Problem requirements:
Repeat the records below exactly as they appear.

Stored data

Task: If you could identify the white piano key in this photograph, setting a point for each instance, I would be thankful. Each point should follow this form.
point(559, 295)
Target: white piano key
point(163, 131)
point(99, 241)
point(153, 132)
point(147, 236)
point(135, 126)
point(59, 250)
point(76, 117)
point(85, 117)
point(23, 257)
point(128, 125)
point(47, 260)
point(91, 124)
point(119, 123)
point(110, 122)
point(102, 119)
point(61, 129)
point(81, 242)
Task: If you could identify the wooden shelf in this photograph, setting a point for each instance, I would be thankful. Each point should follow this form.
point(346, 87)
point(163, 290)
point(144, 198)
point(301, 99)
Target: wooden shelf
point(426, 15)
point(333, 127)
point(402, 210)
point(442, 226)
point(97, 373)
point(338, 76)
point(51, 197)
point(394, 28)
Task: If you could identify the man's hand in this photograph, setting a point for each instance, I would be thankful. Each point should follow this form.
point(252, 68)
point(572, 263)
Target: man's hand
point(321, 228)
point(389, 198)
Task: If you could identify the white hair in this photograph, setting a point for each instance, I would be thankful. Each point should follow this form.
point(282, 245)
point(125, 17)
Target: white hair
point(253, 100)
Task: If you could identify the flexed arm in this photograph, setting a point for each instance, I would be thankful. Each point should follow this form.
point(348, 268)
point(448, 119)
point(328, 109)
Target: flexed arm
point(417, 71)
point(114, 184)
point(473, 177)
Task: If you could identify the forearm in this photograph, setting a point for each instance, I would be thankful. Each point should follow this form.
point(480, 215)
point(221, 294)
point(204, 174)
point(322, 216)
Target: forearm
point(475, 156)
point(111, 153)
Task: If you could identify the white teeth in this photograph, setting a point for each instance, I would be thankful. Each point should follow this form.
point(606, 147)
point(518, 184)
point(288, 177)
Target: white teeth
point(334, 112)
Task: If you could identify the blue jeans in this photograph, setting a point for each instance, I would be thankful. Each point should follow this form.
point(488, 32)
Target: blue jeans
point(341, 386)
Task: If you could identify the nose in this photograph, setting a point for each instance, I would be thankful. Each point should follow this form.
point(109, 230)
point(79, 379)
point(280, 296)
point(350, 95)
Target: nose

Reply:
Task: If you could identify the white piano key in this photograph, setting a point for each instance, I would be thankful. Each point should follow this form.
point(559, 295)
Target: white piano key
point(163, 131)
point(99, 241)
point(153, 132)
point(147, 236)
point(135, 126)
point(59, 250)
point(76, 117)
point(85, 117)
point(23, 257)
point(128, 125)
point(47, 260)
point(91, 124)
point(119, 123)
point(110, 122)
point(102, 119)
point(61, 129)
point(81, 242)
Task: If you could identify the wooden shelf in this photograph, setting a point for each instance, I would be thankful. Each point should follow this form.
point(346, 87)
point(163, 290)
point(144, 198)
point(301, 99)
Target: wooden shelf
point(426, 15)
point(333, 127)
point(402, 210)
point(442, 226)
point(97, 373)
point(338, 76)
point(51, 197)
point(394, 28)
Task: If you could identify the man's hand in this photograph, setting a point for each instance, I would be thankful. Each point should follow this form.
point(252, 68)
point(572, 263)
Target: man's hand
point(321, 228)
point(389, 198)
Task: If you could identify the white hair in this photograph, setting a point for each instance, I would be thankful. Each point should follow this form.
point(282, 245)
point(125, 17)
Target: white hair
point(253, 100)
Task: If you could identify the flexed arm in this photograph, setting a point for each instance, I would be thankful. Each point should follow this form.
point(348, 268)
point(448, 119)
point(328, 109)
Target: flexed arm
point(417, 71)
point(114, 184)
point(473, 177)
Task: If you could identify the forearm in this photograph, setting a point for each instance, I would be thankful. Each point should follow this form.
point(480, 215)
point(221, 294)
point(204, 174)
point(322, 216)
Target: forearm
point(475, 156)
point(111, 153)
Task: If you could identify the white teeth in this photograph, setting a point for each instance, I would be thankful. Each point should follow this form.
point(606, 147)
point(518, 184)
point(288, 177)
Target: white teeth
point(334, 112)
Task: If you could identify the blue jeans in this photograph, setting a point for each instance, I would be thankful. Each point should follow this form.
point(488, 32)
Target: blue jeans
point(341, 386)
Task: If you could identify the nose in this photograph, setting a point for each instance, I would be thankful. Each point should follow this form.
point(109, 230)
point(79, 379)
point(280, 296)
point(350, 95)
Target: nose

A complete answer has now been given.